_Objectifs_
- A) Reproduisez fidèlement le passage du texte sur la quantification de l'action publique, depuis « 10À l’université, dans » jusqu'à « ordre gestionnaire (p. 140). » inclus.
- B) Poursuivez le texte sur la quantification de l'action publique à partir de la dernière phrase donnée.

_Texte retenu_
****

Le travail de l’information

7Dans la partie « études de cas », les auteurs s’appuient sur des formes concrètes de désobéissance rencontrées dans trois domaines de l’action publique : l’éducation, l’université et l’hôpital. Ils évoquent le « travail de l’information » comme étant « le fait que la somme des opérations techniques requises pour produire une description statistique d’une activité qui soit utilisable à des fins de contrôle contient en elle-même un mécanisme de dépossession » (p. 96).

8Dans le cas de l’école, « c’est pour s’opposer à l’introduction de la logique de résultat et de la performance dans l’Éducation nationale que des enseignants ont fait de l’organisation des évaluations dans leurs classes le motif de désobéissance civile qu’il est devenu en février 2009, lorsque des enseignants ont refusé de les conduire, en renonçant en même temps à la prime de 400 euros que le ministère offrait pour ce travail supplémentaire » (p. 118).

9Dans le domaine de l’hôpital, les auteurs notent l’usage stratégique qui est fait de la notion de qualité « afin d’accélérer la modification des pratiques dans les établissements publics ». (p. 121). « La mesure de la qualité est une sorte de cheval de Troie de la quantification : puisque les médecins ne peuvent en refuser le principe, ils se retrouvent contraints d’accepter la mise en chiffres de leur activité » (p. 124).

10À l’université, dans un souci croissant de répondre aux besoins du marché, « l’intégration des quantifications aboutit à l’exclusion de l’ordre du calculable – c’est-à-dire du représentable et du formulable – des missions ou les résultats que les techniciens de la mesure sont incapables de chiffrer (comme par exemple les bénéfices de l’éducation pour les citoyens, la valeur attachée à la culture générale ou à l’originalité, le travail accompli pour le plaisir ou de façon gratuite, ou le temps passé à explorer des pistes qui se révèlent fausses) » (p. 138). En dépossédant les enseignants-chercheurs de leur voix, la loi LRU du 10 août 2007 entérine le passage d’un ordre républicain à un ordre gestionnaire (p. 140).

Une numérisation du politique

11Est ainsi identifiée une évolution de la quête absolue d’intégration des dispositifs statistiques et de transparence qui contribue non seulement à imposer une logique du résultat et de la performance, mais aussi à modifier la conception que se font les citoyens des missions qu’un État doit remplir et des services qu’il doit leur assurer. Et « les actes de désobéissance civile qui fleurissent dans le service public se commettent en réaction à cette démarche, lorsque des individus constatent qu’elle les dépossède de leur métier ou qu’elle se traduit par des dispositions injustes, indignes, néfastes ou contre-productives » (p. 142). Nous serions donc entrés dans une ère nouvelle : « Celle de la numérisation du politique, c’est-à-dire une façon de conduire l’action publique en assujettissant le plus étroitement possible la décision à une information statistique produite à partir de données intégrées et qui, parce qu’elles sont homogénéisées et stockées dans des bases rendues compatibles, peuvent être traitées de façon particulière selon les requêtes et les circonstances, sans limites dans le temps » (p. 145).

****

(Lignes de placement de points)

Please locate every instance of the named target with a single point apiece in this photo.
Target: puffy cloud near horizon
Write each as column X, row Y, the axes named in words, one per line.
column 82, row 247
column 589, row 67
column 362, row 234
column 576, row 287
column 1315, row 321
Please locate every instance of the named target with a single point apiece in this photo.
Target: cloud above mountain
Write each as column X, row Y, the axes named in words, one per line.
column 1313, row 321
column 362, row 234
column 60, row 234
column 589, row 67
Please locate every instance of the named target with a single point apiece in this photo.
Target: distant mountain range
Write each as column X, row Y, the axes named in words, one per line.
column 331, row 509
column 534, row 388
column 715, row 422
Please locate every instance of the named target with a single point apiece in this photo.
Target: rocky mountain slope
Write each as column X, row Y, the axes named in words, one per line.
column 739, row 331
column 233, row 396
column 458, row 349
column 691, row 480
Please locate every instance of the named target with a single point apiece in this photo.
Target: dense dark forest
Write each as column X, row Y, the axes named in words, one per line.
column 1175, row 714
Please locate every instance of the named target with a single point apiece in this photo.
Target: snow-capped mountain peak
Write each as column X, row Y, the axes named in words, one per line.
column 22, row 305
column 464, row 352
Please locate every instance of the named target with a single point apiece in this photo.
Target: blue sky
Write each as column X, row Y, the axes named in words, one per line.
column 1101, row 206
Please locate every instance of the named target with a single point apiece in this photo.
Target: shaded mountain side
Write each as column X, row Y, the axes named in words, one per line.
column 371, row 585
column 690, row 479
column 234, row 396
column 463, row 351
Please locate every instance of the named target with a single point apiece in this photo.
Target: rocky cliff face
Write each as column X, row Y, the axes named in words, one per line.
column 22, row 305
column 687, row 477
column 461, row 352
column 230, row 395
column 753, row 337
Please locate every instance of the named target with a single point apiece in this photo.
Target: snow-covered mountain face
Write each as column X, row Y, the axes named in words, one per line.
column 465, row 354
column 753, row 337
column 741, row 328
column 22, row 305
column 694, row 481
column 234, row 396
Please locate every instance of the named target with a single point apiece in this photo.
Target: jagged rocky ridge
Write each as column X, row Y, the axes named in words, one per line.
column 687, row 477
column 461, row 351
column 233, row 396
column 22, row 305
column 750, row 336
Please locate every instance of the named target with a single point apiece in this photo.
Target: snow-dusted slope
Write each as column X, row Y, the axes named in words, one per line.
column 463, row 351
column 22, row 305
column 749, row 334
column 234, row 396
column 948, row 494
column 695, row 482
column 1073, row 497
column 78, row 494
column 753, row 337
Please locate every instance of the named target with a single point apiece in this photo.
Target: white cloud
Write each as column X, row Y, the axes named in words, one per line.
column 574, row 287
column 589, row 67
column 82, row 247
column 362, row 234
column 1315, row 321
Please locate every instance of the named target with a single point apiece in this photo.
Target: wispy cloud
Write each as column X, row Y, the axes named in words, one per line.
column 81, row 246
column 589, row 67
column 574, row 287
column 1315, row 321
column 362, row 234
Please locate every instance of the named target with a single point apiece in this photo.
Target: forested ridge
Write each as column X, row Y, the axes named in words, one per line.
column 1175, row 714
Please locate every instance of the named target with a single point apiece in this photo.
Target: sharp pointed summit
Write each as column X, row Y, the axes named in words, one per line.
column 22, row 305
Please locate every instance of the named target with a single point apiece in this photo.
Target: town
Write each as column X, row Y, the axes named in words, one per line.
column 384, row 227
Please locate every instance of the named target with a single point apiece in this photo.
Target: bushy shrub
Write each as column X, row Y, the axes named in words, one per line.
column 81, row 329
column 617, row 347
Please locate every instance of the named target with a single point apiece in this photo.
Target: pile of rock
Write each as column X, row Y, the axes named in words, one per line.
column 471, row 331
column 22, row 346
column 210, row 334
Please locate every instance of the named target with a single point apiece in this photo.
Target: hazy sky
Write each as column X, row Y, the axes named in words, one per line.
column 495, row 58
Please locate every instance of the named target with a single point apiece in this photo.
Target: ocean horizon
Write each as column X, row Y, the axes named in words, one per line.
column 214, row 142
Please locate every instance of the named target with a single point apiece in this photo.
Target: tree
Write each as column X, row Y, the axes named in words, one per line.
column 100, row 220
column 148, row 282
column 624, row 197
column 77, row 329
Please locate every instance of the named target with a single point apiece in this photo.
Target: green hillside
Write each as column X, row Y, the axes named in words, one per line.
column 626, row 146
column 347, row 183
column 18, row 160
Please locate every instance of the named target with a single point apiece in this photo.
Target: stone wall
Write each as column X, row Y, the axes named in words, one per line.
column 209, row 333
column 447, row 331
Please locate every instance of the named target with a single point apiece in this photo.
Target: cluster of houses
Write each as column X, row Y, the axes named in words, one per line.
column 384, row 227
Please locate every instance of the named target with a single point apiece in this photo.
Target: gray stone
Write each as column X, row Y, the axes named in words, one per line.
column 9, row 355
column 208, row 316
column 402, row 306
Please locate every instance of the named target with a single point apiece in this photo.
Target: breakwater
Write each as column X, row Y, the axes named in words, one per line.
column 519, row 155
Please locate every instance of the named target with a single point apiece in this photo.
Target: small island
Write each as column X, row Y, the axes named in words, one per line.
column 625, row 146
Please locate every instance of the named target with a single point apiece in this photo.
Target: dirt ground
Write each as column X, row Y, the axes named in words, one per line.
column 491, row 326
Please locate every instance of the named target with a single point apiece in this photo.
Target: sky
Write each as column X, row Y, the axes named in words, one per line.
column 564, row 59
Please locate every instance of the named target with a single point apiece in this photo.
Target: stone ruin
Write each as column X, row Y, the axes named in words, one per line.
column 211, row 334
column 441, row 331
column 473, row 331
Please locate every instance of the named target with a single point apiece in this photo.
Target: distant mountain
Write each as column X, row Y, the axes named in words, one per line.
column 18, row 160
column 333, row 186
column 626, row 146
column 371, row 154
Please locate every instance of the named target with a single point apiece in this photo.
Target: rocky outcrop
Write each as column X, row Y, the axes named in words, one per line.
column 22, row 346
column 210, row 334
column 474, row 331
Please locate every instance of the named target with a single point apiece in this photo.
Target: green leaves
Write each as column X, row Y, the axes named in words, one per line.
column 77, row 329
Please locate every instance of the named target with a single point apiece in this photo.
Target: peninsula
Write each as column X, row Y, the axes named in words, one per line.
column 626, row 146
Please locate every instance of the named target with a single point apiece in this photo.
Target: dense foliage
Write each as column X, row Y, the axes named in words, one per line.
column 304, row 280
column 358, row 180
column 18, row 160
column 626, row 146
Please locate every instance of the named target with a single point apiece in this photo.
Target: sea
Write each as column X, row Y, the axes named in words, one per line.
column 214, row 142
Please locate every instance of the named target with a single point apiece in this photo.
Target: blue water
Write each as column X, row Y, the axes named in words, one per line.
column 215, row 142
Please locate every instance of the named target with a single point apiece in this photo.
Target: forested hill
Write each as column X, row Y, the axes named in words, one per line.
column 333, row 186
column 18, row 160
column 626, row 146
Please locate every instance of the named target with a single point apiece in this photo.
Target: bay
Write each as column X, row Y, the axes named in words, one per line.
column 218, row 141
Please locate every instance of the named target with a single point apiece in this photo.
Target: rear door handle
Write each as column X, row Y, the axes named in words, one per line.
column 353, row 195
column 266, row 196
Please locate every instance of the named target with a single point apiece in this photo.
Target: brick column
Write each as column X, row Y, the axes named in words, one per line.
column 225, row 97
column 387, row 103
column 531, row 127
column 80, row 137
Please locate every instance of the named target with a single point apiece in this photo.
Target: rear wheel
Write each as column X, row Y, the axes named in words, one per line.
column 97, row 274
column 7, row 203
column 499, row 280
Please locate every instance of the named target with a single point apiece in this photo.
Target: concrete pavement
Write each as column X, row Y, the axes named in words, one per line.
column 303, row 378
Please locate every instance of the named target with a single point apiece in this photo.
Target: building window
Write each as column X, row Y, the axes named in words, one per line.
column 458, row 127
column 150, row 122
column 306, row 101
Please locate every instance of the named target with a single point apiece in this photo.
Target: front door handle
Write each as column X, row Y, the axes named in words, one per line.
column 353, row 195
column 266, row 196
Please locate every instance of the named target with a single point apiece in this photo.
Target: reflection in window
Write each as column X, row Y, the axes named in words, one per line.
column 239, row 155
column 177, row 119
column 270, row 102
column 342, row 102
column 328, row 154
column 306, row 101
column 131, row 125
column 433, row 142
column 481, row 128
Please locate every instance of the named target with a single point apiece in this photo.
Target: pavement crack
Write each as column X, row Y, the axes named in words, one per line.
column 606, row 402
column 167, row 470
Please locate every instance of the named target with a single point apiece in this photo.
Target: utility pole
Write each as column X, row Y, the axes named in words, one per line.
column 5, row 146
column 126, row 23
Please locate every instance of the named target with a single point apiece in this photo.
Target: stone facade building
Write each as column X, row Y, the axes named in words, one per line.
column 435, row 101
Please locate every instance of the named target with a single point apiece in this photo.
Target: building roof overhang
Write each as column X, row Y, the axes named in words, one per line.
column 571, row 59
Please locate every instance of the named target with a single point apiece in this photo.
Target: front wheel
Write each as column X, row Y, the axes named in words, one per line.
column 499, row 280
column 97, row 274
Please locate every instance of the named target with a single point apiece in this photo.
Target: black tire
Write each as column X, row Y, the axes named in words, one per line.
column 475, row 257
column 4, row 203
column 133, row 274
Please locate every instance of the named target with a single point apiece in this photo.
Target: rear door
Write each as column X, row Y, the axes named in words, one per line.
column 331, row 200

****

_Réponses attendues_
- A)
10À l’université, dans un souci croissant de répondre aux besoins du marché, « l’intégration des quantifications aboutit à l’exclusion de l’ordre du calculable – c’est-à-dire du représentable et du formulable – des missions ou les résultats que les techniciens de la mesure sont incapables de chiffrer (comme par exemple les bénéfices de l’éducation pour les citoyens, la valeur attachée à la culture générale ou à l’originalité, le travail accompli pour le plaisir ou de façon gratuite, ou le temps passé à explorer des pistes qui se révèlent fausses) » (p. 138). En dépossédant les enseignants-chercheurs de leur voix, la loi LRU du 10 août 2007 entérine le passage d’un ordre républicain à un ordre gestionnaire (p. 140).

- B)
12Ma propre lecture de cette évolution est qu’en donnant réalité aux phantasmes postmodernes les plus éculés, le gouvernement du chiffre nous amène à remplacer le grand récit de l’histoire et de l’État par le grand non-récit de la base de données, dont ce dernier est devenu le principal gestionnaire. Alors que de prime abord on pourrait penser que le coup de force du chiffre est de contribuer à rendre virtuelles notre vie et nos actions, en créant des artefacts de réalité, on peut se demander si les politiques du chiffre et la numérisation du politique de manière plus large, ne participent pas plutôt d’une dé-virtualisation du réel, ou d’un processus de détissage du réel de ses virtualités. De fait, la production du chiffre, voire le gavage par le chiffre, relèvent d’une surreprésentation du réel, d’un trop-plein de réalité où seuls les possibles actualisés – parce que mesurés – sont considérés comme réels, au détriment des virtualités qui se trouvent plus ou moins délicatement remisées dans la boîte des impossibles auxquels il n’est pas jugé bon d’aspirer. L’expérience de la dépossession, dont parlent les auteurs, est donc aussi celle d’une dépossession des virtualités contenues dans la réalité vécue. En ce sens, la désobéissance relève de manière concomitante du barrage à la fatalité incarnée par les dirigeants, de la volonté de ne pas retrancher du réel le désir et le virtuel, et d’un besoin vital d’utopie, cet « instant du devenir, où la vie et la liberté surmontent tout abandon à la fatalité »? [3].

1.3 – (Re) définir le politique

L’expression du dissentiment

13En référence à J. Dewey? [4] les auteurs identifient un usage pluraliste du concept de politique : « qui propose d’envisager le politique comme un élément constitutif de la vie en commun » (p. 153). Trois postulats fondent une telle conception : « le politique n’a pas d’essence, et aucun problème particulier n’est prédisposé à être politique : tous ont la même chance de le devenir ou pas ; l’État n’est pas à la genèse du politique ; l’État n’est pas la source unique de la régulation sociale » (p. 156).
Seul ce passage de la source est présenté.